== Record set

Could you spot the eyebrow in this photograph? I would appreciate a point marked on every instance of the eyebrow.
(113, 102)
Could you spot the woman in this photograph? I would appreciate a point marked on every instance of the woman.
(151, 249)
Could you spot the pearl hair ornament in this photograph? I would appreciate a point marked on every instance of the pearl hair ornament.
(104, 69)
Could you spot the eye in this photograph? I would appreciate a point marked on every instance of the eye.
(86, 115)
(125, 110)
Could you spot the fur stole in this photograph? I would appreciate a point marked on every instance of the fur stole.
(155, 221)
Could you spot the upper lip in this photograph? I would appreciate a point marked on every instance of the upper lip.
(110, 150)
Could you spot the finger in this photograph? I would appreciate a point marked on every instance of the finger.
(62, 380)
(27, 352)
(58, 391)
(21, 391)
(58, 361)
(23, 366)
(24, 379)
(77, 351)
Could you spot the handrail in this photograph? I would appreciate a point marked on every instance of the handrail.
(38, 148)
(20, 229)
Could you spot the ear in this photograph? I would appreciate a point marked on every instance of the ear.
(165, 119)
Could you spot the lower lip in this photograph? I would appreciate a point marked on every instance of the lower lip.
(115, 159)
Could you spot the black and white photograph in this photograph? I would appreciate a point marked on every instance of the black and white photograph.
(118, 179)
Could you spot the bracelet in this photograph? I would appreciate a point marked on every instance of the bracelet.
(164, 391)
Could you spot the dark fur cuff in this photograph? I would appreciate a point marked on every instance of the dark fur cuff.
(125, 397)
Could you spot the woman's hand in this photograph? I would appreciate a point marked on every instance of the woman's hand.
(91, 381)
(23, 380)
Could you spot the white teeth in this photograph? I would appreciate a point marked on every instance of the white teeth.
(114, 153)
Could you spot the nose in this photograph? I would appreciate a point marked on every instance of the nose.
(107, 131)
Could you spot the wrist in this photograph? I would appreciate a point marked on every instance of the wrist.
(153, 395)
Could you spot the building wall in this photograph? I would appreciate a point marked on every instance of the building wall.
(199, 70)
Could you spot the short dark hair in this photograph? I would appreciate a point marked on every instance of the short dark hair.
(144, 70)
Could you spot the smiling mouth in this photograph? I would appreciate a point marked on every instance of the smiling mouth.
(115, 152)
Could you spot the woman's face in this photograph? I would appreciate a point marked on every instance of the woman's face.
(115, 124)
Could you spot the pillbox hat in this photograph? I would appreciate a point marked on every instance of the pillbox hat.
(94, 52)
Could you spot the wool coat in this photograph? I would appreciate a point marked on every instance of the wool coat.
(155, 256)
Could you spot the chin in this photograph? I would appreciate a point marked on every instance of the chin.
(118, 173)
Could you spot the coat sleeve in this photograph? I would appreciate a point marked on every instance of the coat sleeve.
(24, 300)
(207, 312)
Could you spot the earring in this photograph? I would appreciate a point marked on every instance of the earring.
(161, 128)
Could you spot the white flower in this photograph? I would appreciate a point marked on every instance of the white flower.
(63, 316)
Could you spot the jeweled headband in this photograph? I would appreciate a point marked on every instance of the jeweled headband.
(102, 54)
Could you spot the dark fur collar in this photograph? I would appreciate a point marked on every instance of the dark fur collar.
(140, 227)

====

■ Exercise objective ■
Reproduce the material above line for line, without changing any wording or punctuation.

■ The completed task ■
Could you spot the eyebrow in this photograph? I would appreciate a point marked on every instance of the eyebrow.
(113, 102)
Could you spot the woman in this photograph? I would appreciate a point marked on every instance of the woman.
(151, 249)
Could you spot the pearl hair ornament in this photograph? I would appreciate a point marked on every instance of the pearl hair ornament.
(104, 69)
Could you spot the eye in this photograph? I would appreciate a point marked on every instance of the eye.
(86, 115)
(125, 110)
Could you spot the fur stole in this photograph? I would appreciate a point marked on every instance of the fur stole.
(155, 221)
Could you spot the upper lip in this photograph? I would appreciate a point marked on every instance of the upper lip.
(110, 150)
Could you spot the finger in this photograph? I would appreciate a point marked on every instance of the finger.
(62, 380)
(27, 352)
(58, 391)
(21, 391)
(58, 361)
(23, 366)
(24, 379)
(77, 351)
Could you spot the handrail in this photograph? I would appreciate a point marked on every instance of the handrail.
(38, 148)
(20, 229)
Could you spot the ear in this photograph? I would appreciate a point marked on every instance of the ear.
(165, 119)
Could you spot the lower lip in this photograph? I would appreciate a point marked on every instance of the lower lip.
(115, 159)
Could you spot the black and white photograph in this photograph? I would appreciate a point marked on every instance of the black and white photograph.
(118, 179)
Could you spot the bracelet in this photograph? I would appreciate a point marked on every instance of the bracelet.
(164, 391)
Could you spot the dark fur cuff in this photograph? I would appreciate a point marked on every instance of the dark fur cuff.
(125, 397)
Could you spot the woman's hand in this photograph? I would appreciate a point marked on every instance of the woman's hand.
(91, 381)
(23, 380)
Could you spot the white teeth in this photograph? I would appreciate a point marked on every instance of the white teeth.
(114, 153)
Could you spot the nose in this photograph? I would appreciate a point marked on every instance of the nose.
(107, 131)
Could you spot the wrist in this photograph? I would appreciate a point marked on every instance of the wrist.
(153, 395)
Could you spot the building wall in this photograph? I would appreciate a point marked on every instance of the building wall.
(199, 70)
Could you spot the short dark hair in this photograph? I would appreciate a point marked on every instance of the short dark hair.
(144, 70)
Could you spot the smiling mouth in this photograph? I would appreciate a point marked on every instance of the smiling mouth.
(115, 152)
Could you spot the woman's face in this photograph? I would appreciate a point marked on every instance of the woman's face.
(115, 124)
Could you spot the pillbox hat in this photograph? I would appreciate a point marked on every instance of the pillbox hat.
(94, 52)
Could you spot the wool coat in this photograph? I would appreciate a point marked on every instance of the wool coat.
(155, 256)
Could you spot the chin in this photograph? I would appreciate a point marked on every instance of the chin.
(118, 173)
Could you spot the coat sleeve in this photograph? I would appreciate a point marked on every instance of the coat sleeve.
(24, 300)
(207, 312)
Could you spot the earring in this photograph? I would appreciate a point marked on every instance of the earring.
(161, 128)
Could you spot the white flower in this photograph? I would appreciate a point marked on every instance of the white flower.
(63, 316)
Could you spot the jeweled headband in this photograph? I would appreciate a point marked on every instance of the jeweled headband.
(102, 54)
Could you spot the dark fur collar in this photograph? I would appreciate a point marked on every instance of the dark fur collar.
(140, 227)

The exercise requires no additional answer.